> _TO DO_: Return the complete listing that follows, with each line reproduced exactly.

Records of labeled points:
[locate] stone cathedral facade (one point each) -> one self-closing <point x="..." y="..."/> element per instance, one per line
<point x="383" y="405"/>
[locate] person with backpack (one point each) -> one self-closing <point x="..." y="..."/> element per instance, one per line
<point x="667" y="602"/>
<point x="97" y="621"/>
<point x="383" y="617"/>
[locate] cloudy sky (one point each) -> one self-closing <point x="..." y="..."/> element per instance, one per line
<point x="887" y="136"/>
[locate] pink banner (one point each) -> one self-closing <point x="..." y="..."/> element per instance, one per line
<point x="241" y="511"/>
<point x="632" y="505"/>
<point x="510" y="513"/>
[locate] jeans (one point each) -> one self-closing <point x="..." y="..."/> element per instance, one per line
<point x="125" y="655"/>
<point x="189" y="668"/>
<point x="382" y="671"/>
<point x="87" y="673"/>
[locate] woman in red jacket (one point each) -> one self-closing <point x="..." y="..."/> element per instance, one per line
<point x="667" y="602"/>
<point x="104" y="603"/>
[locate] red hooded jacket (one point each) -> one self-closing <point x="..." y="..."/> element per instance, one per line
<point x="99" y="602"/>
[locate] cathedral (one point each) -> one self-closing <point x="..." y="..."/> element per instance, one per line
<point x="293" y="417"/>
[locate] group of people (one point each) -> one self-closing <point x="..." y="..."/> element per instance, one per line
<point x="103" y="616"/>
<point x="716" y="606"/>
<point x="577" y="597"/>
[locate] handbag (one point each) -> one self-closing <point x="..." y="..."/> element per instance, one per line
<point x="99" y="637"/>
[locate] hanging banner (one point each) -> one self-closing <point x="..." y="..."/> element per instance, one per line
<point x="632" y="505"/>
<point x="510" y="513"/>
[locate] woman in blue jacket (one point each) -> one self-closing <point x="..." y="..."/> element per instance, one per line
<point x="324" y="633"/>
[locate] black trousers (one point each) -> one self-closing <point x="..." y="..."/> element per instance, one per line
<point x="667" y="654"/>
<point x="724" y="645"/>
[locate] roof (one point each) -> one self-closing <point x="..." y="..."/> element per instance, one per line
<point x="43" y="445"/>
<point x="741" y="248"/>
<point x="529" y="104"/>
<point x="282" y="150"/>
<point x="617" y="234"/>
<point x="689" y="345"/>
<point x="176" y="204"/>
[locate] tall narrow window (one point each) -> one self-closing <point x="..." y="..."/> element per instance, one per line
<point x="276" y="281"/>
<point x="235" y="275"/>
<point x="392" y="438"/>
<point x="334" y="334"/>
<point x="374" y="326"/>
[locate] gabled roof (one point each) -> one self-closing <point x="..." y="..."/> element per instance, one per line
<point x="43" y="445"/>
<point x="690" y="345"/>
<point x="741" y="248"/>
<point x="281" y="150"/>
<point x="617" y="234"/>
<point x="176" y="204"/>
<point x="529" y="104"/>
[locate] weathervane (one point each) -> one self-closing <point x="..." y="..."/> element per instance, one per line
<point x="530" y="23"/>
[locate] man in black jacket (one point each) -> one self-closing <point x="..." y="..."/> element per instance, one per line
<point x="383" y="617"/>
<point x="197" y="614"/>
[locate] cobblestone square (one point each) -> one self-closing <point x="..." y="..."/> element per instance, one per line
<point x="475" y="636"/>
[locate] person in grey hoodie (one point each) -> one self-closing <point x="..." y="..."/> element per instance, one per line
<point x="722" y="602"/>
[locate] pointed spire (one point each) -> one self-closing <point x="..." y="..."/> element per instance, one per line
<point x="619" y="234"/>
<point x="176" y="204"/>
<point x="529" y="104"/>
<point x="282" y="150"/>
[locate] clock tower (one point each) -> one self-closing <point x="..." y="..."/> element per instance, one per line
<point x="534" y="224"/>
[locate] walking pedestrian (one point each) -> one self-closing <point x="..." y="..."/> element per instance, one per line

> _RESULT OF THIS EXERCISE_:
[locate] stone cathedral facade (one point each) -> one self-closing <point x="..." y="..."/> element per instance, one per line
<point x="383" y="405"/>
[locate] person with backpack (one point each) -> one self-closing <point x="..." y="..."/> element per instance, one per line
<point x="667" y="602"/>
<point x="97" y="621"/>
<point x="383" y="617"/>
[locate] cloudy sky (one point each) -> one self-closing <point x="..." y="..."/> element per instance, one per line
<point x="887" y="136"/>
[locate] pink banner (one point each) -> one self-closing <point x="..." y="..."/> element per instance, one per line
<point x="241" y="511"/>
<point x="632" y="505"/>
<point x="510" y="513"/>
[locate] jeans (one point each) -> one self-closing <point x="..." y="..."/> element per instance, one per line
<point x="125" y="655"/>
<point x="189" y="668"/>
<point x="382" y="671"/>
<point x="87" y="673"/>
[locate] woman in red jacket (one point each) -> one self-closing <point x="..." y="..."/> element per instance, one per line
<point x="667" y="602"/>
<point x="104" y="603"/>
[locate] red hooded jacket (one point each) -> one self-closing <point x="..." y="..."/> element per instance, one per line
<point x="99" y="602"/>
[locate] cathedral (one point each) -> one self-closing <point x="..." y="..."/> element per instance, one per line
<point x="293" y="417"/>
[locate] group of people (one point each) -> one self-closing <point x="..." y="..."/> element per instance, one per line
<point x="103" y="616"/>
<point x="716" y="606"/>
<point x="577" y="597"/>
[locate] handbag (one point each) -> one self-closing <point x="..." y="..."/> element per instance, one per line
<point x="99" y="637"/>
[locate] hanging banner (one point each) -> one self-closing <point x="..." y="..."/> element per instance, one per line
<point x="632" y="505"/>
<point x="510" y="513"/>
[locate] woman in blue jacket (one point each) -> one self-closing <point x="..." y="..."/> element per instance, one per line
<point x="324" y="633"/>
[locate] black trousers (one point each) -> one self-closing <point x="..." y="..."/> element per instance, one per line
<point x="667" y="654"/>
<point x="724" y="645"/>
[locate] roof (one point each) -> one self-closing <point x="..." y="..."/> element per instance, one per line
<point x="43" y="445"/>
<point x="741" y="248"/>
<point x="529" y="104"/>
<point x="282" y="150"/>
<point x="617" y="234"/>
<point x="689" y="345"/>
<point x="176" y="204"/>
[locate] tall narrow window (one point each) -> one self-closing <point x="..." y="..."/> element per instance, one per line
<point x="276" y="281"/>
<point x="235" y="275"/>
<point x="392" y="438"/>
<point x="334" y="334"/>
<point x="374" y="326"/>
[locate] gabled roof (one point each) -> one self-closing <point x="..." y="..."/> element per instance, one per line
<point x="43" y="445"/>
<point x="690" y="345"/>
<point x="741" y="248"/>
<point x="281" y="150"/>
<point x="617" y="234"/>
<point x="176" y="204"/>
<point x="529" y="104"/>
[locate] weathervane (one point each) -> one self-closing <point x="..." y="..."/> element per instance, one per line
<point x="530" y="23"/>
[locate] man in black jacket (one point each) -> one self-closing <point x="..." y="..."/> element per instance, one per line
<point x="383" y="617"/>
<point x="197" y="614"/>
[locate] cobblestone square (one point each) -> one self-closing <point x="..." y="..."/> element per instance, one per line
<point x="475" y="636"/>
[locate] person in grey hoodie (one point each) -> one self-closing <point x="..." y="..."/> element per instance, one per line
<point x="722" y="602"/>
[locate] pointed spire (one point each) -> one self-closing <point x="..." y="..."/> element per instance, one per line
<point x="619" y="234"/>
<point x="176" y="204"/>
<point x="529" y="104"/>
<point x="282" y="150"/>
[locate] clock tower (one point each) -> one self-closing <point x="..." y="..."/> element per instance, one per line
<point x="534" y="224"/>
[locate] walking pedestrian (one point each) -> one self-closing <point x="..." y="..."/> element per instance, one per line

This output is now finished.